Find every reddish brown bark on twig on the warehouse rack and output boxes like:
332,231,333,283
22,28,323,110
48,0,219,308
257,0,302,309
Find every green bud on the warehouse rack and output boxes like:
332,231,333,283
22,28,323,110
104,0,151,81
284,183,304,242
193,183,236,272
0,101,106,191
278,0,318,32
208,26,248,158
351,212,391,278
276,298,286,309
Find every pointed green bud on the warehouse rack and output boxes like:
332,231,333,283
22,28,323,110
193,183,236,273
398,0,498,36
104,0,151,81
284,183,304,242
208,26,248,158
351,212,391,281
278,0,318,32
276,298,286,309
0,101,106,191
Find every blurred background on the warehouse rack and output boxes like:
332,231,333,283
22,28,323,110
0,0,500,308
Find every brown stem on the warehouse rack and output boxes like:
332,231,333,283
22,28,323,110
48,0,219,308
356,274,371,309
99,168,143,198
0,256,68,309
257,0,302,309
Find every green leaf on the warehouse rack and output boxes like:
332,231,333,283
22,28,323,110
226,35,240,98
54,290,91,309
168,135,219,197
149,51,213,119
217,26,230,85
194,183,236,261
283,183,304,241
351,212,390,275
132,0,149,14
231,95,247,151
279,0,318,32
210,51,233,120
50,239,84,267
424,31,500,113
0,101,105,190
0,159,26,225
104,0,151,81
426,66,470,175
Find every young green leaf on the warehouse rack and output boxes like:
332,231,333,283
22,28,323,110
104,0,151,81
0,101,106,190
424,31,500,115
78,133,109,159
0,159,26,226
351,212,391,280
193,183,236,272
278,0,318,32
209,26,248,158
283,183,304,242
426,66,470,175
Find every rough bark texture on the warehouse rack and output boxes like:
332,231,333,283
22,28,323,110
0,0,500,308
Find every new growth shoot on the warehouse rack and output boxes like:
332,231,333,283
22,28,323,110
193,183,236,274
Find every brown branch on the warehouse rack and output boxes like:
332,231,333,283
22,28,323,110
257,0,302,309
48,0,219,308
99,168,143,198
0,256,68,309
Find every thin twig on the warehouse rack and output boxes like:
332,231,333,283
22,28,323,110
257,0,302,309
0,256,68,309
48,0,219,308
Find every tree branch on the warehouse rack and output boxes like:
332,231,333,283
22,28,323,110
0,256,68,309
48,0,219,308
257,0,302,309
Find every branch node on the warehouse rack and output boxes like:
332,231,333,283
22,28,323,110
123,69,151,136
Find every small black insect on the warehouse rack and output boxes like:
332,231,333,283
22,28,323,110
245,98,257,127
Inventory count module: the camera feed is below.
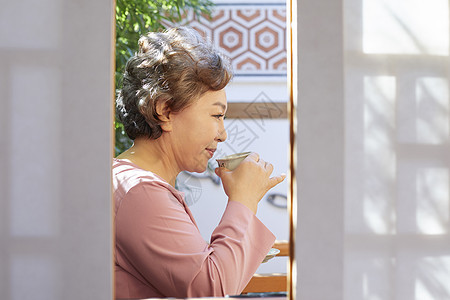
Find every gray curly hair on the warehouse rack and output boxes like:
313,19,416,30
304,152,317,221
116,27,232,140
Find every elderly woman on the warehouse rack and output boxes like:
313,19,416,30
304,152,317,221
113,27,285,298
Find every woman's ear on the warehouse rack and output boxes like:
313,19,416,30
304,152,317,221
155,101,172,131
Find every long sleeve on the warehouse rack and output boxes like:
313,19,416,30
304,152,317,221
115,182,275,298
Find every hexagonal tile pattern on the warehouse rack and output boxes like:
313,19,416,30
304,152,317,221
163,1,287,76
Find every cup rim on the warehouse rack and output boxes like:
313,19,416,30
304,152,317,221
216,151,252,161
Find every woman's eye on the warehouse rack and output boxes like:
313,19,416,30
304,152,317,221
213,114,225,119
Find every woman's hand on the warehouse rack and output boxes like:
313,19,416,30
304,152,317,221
215,152,286,213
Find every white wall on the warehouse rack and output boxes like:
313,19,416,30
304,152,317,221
0,0,113,300
294,0,450,300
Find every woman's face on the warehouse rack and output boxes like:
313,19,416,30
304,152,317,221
171,89,227,173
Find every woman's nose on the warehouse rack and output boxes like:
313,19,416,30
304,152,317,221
217,122,227,142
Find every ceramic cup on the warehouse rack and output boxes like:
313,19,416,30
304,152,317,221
216,152,251,170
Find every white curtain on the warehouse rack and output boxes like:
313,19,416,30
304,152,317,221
0,0,114,300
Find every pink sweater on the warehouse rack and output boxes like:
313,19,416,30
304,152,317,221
113,159,275,298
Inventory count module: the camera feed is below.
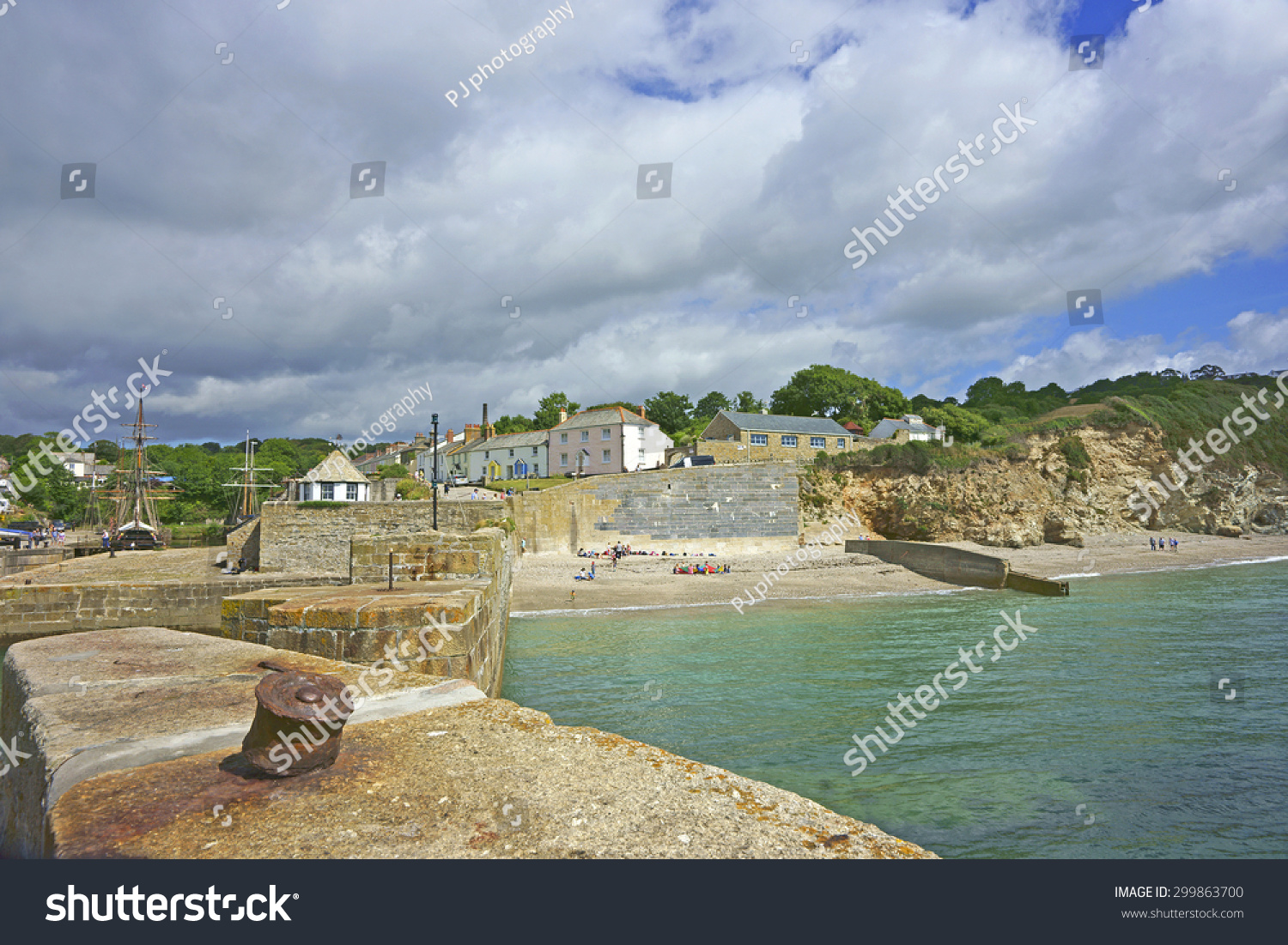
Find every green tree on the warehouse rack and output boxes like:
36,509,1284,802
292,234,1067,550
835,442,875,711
532,391,581,430
769,365,908,424
966,378,1006,407
914,403,989,443
644,391,693,437
496,414,536,437
85,440,120,465
693,391,732,420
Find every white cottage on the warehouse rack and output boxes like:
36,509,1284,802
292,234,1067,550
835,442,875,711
291,450,371,502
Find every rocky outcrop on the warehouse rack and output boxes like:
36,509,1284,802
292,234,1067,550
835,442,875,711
803,427,1288,548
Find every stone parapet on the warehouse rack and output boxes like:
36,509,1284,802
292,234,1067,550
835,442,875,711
259,500,509,574
0,573,343,645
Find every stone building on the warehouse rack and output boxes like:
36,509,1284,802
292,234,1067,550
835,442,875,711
696,411,857,463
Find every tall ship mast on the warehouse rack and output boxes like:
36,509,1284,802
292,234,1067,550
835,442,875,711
110,388,172,548
224,430,273,525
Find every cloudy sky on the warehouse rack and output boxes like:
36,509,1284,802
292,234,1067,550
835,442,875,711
0,0,1288,443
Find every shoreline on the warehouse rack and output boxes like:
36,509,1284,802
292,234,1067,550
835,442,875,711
510,532,1288,618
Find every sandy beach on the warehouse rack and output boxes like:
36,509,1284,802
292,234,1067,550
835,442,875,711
510,532,1288,615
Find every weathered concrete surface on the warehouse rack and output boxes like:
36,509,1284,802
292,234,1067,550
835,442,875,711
0,574,344,645
221,528,514,695
845,538,1069,597
0,627,482,857
222,581,505,694
259,501,507,574
9,628,930,859
53,700,933,859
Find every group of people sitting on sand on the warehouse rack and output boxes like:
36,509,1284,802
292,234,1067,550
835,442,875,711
671,564,732,574
577,545,716,559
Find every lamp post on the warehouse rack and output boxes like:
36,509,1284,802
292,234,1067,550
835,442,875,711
430,414,438,532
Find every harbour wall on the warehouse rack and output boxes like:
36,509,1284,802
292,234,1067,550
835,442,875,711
0,574,342,646
259,500,507,574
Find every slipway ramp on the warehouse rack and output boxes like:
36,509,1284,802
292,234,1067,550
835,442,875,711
845,538,1069,597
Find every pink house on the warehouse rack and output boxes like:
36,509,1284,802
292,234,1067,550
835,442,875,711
550,407,674,476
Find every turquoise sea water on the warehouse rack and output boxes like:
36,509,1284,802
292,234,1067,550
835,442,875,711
502,561,1288,857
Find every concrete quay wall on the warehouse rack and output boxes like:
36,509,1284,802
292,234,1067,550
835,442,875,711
259,500,507,574
221,528,514,697
0,548,76,579
0,576,342,646
510,463,800,555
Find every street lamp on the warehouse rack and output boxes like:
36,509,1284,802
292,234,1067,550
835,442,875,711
430,414,438,532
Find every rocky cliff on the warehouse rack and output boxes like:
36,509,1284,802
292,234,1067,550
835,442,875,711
801,425,1288,548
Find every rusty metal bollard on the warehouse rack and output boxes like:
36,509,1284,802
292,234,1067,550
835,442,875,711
242,667,352,778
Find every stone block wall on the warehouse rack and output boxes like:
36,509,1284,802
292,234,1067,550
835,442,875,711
0,574,340,646
512,463,800,554
0,548,76,579
224,519,259,568
221,528,514,697
259,500,507,576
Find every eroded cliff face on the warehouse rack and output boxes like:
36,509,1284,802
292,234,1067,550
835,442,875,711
801,427,1288,548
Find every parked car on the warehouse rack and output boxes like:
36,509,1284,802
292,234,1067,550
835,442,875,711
671,456,716,469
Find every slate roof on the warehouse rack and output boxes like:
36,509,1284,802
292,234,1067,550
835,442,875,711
716,411,854,437
546,407,657,433
464,430,550,453
304,450,371,483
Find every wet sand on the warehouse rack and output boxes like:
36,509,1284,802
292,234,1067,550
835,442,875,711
510,533,1288,615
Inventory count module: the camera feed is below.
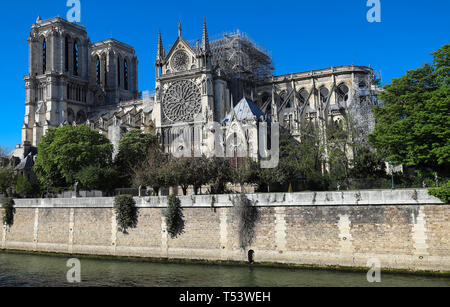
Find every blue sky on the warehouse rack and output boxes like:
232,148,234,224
0,0,450,148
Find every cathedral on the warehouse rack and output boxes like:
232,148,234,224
13,17,381,170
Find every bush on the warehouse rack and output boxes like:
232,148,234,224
75,166,118,192
114,195,138,234
16,176,37,197
165,195,184,239
0,167,16,196
1,197,16,227
428,181,450,204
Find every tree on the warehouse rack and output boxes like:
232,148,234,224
207,157,233,194
370,45,450,174
115,130,158,186
75,166,118,193
33,125,113,188
16,176,39,197
133,146,169,194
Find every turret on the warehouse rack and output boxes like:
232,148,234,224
155,26,166,78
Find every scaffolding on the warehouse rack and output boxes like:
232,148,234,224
210,30,274,82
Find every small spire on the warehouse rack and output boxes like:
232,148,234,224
156,29,165,62
202,17,209,52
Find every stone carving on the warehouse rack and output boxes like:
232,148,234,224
163,80,201,122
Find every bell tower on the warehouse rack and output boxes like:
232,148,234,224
22,16,89,146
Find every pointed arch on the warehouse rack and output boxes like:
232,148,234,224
319,86,330,104
76,110,87,125
337,83,350,103
67,108,75,124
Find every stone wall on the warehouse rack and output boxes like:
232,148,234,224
0,190,450,271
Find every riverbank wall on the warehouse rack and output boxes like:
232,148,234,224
0,190,450,272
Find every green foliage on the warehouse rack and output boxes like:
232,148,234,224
115,130,158,186
0,167,17,196
165,195,184,239
33,125,113,187
1,197,16,227
428,181,450,204
133,146,170,194
232,193,259,250
114,195,138,234
370,45,450,176
75,166,118,192
16,176,39,197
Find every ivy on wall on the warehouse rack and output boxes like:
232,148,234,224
232,193,259,250
165,195,184,239
1,197,16,227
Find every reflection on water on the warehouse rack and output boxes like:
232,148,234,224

# # # # # # #

**Task goal:**
Put the lines above into a numbered list, from the line containing "Find every cloudy" down to the line containing "510,532,1288,618", both included, leaving out any blank lines.

**Solution below:**
1. Find every cloudy sky on the warehouse rack and output boxes like:
2. 36,509,1284,802
3. 292,234,1067,550
4. 835,442,875,711
5. 0,0,1288,443
6. Find every shoreline on the warehouse rack and output boxes like:
7. 36,509,1284,802
8. 292,234,1067,550
9. 835,442,875,711
10. 510,532,1288,618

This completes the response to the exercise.